Merujuk pada UU Kekarantinaan Kesehatan, Pembatasan Sosial Berskala Besar adalah pembatasan kegiatan tertentu penduduk dalam suatu wilayah yang diduga terinfeksi penyakit dan/atau terkontaminasi sedemikian rupa untuk mencegah kemungkinan penyebaran penyakit atau kontaminasi. Pembatasan Sosial Berskala Besar paling sedikit meliputi:

  1. peliburan sekolah dan tempat kerja;
  2. pembatasan kegiatan keagamaan; dan/atau
  3. pembatasan kegiatan di tempat atau fasilitas umum

Dengan demikian, Presiden memutuskan untuk tidak melakukan Karantina Wilayah, Karantina Rumah, Karantina Rumah Sakit, dalam rangka melakukan tindakan mitigasi faktor risiko di wilayah pada situasi Kedaruratan Kesehatan Masyarakat. Ada aturan bahwa selama dalam Karantina Wilayah, kebutuhan hidup dasar orang dan makanan hewan ternak yang berada di wilayah karantina menjadi tanggung jawab Pemerintah Pusat (Pasal 55 UU Kekarantinaan Kesehatan).

|---|

== TUGAS DIKERJAKAN ==
A: Jawab pertanyaan berikut berdasarkan teks tentang Pembatasan Sosial Berskala Besar:
(i) Undang-undang apa yang dirujuk untuk pengertian Pembatasan Sosial Berskala Besar?
(ii) Tiga jenis karantina apa yang diputuskan Presiden untuk tidak dilakukan?
(iii) Menurut Pasal 55, siapa yang bertanggung jawab atas kebutuhan hidup dasar orang dan makanan hewan ternak selama Karantina Wilayah?
B: Menurut teks tentang Pembatasan Sosial Berskala Besar, mengapa kegiatan tertentu penduduk dibatasi? Jelaskan dalam satu sampai tiga kalimat.
C: Tolong sambung teks tentang Pembatasan Sosial Berskala Besar, mulai setelah kalimat terakhirnya.
Entri berikut tidak dipakai untuk mengerjakan tugas apa pun.

== INFORMASI ==
|---|

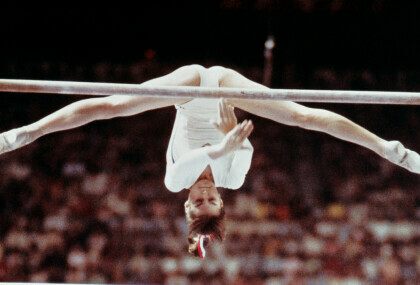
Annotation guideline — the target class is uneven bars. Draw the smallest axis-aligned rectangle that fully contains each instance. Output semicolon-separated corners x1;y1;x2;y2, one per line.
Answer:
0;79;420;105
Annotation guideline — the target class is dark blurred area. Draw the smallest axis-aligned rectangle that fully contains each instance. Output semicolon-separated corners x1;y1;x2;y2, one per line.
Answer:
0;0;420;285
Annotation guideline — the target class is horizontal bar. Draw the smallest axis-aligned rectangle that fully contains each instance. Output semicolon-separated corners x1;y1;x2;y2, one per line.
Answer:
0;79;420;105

|---|

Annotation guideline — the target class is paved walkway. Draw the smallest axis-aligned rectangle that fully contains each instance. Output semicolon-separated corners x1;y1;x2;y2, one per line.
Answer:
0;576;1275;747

|---|

== JAWABAN TIAP TUGAS ==
A:
(i) UU Kekarantinaan Kesehatan.
(ii) Karantina Wilayah, Karantina Rumah, dan Karantina Rumah Sakit.
(iii) Pemerintah Pusat.

B: Pembatasan kegiatan tertentu penduduk di wilayah yang diduga terinfeksi penyakit dan/atau terkontaminasi dilakukan untuk mencegah kemungkinan penyebaran penyakit atau kontaminasi.

C:
Di sisi lain, darurat sipil salah satunya diatur dalam Peraturan Pemerintah Pengganti Undang-Undang (Perppu) 23/1959 tentang Pencabutan UU 74/1957 dan Menetapkan Keadaan Bahaya. Pasal 1 Perppu 23/1959 mengatur Presiden/Panglima Tertinggi Angkatan Perang menyatakan seluruh atau sebagian dari wilayah Negara Republik Indonesia dalam keadaan bahaya dengan tingkatan keadaan darurat sipil atau keadaan darurat militer atau keadaan perang, apabila:

  1. keamanan atau ketertiban hukum di seluruh wilayah atau di sebagian wilayah Negara Republik Indonesia terancam oleh pemberontakan, kerusuhan-kerusuhan atau akibat bencana alam, sehingga dikhawatirkan tidak dapat diatasi oleh alat-alat perlengkapan secara biasa;
  2. timbul perang atau bahaya perang atau dikhawatirkan perkosaan wilayah Negara Republik Indonesia dengan cara apapun juga;
  3. hidup Negara berada dalam keadaan bahaya atau dari keadaan-keadaan khusus ternyata ada atau dikhawatirkan ada gejala-gejala yang dapat membahayakan hidup Negara.

Penguasaan tertinggi dalam keadaan bahaya dilakukan oleh Presiden/Panglima Tertinggi Angkatan Perang selaku penguasa Darurat Sipil Pusat/Penguasa Darurat Militer Pusat/Penguasa Perang Pusat (Pasal 3 ayat (1)). Perppu itu juga memberikan kewenangan yang luas bagi Presiden selaku penguasa Darurat Sipil untuk antara lain: membatasi pertunjukan, penerbitan, pengumuman; menggeledah tiap-tiap tempat sekalipun bertentangan dengan kehendak yang mempunyainya atau menempatinya; menyita barang-barang; mengambil atau memakai barang-barang dinas umum; mengetahui semua berita serta percakapan-percakapan; melarang rapat umum; memeriksa badan dan pakaian; membatasi orang berada di luar rumah.

Wahyudi Djafar dari ELSAM mengatakan sejak awal pemerintah tidak mematuhi keseluruhan prosedur yang telah diatur dalam UU Penanggulangan Bencana.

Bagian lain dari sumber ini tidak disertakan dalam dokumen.